Record excerpts:
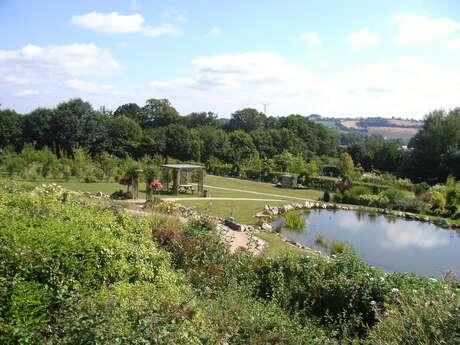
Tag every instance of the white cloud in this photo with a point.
(362, 38)
(173, 15)
(418, 29)
(163, 30)
(26, 93)
(215, 31)
(135, 5)
(452, 44)
(87, 87)
(312, 38)
(408, 86)
(115, 23)
(73, 59)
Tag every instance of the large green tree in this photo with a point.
(10, 128)
(160, 113)
(247, 119)
(125, 136)
(195, 120)
(433, 145)
(37, 127)
(132, 111)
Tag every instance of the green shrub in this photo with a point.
(424, 319)
(50, 250)
(337, 292)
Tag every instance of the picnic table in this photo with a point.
(186, 188)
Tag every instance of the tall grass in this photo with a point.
(294, 220)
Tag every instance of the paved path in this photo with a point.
(217, 199)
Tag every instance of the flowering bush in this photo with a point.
(126, 181)
(156, 186)
(52, 190)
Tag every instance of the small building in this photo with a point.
(289, 181)
(179, 176)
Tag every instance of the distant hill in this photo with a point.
(389, 128)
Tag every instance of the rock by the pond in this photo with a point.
(266, 227)
(286, 208)
(232, 224)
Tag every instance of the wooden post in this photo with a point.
(201, 183)
(176, 173)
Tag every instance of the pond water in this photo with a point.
(391, 244)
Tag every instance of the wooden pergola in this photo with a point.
(180, 176)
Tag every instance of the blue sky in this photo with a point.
(335, 58)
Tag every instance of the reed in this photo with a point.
(338, 247)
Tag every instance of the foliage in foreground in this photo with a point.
(74, 274)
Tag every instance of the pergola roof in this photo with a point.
(182, 166)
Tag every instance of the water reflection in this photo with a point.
(412, 234)
(390, 243)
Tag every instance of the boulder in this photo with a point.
(266, 227)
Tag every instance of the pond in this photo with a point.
(391, 244)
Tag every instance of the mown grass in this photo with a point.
(294, 220)
(242, 211)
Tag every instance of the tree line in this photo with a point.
(248, 137)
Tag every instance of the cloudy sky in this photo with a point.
(335, 58)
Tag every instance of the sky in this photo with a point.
(335, 58)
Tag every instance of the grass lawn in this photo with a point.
(260, 187)
(242, 211)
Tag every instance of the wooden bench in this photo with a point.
(186, 188)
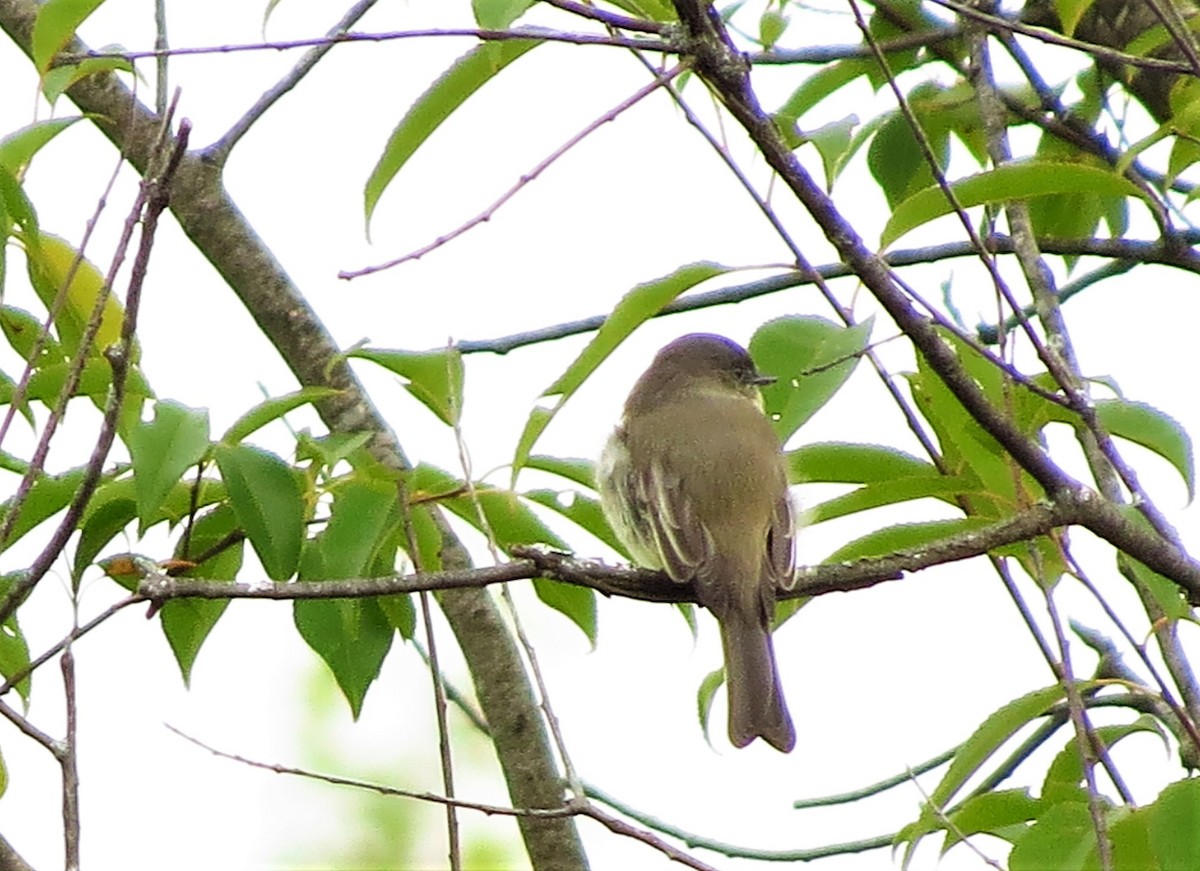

Given exercise: Count the lines in the material above that contain the word "tree", and reply with that number alone.

Full output: 2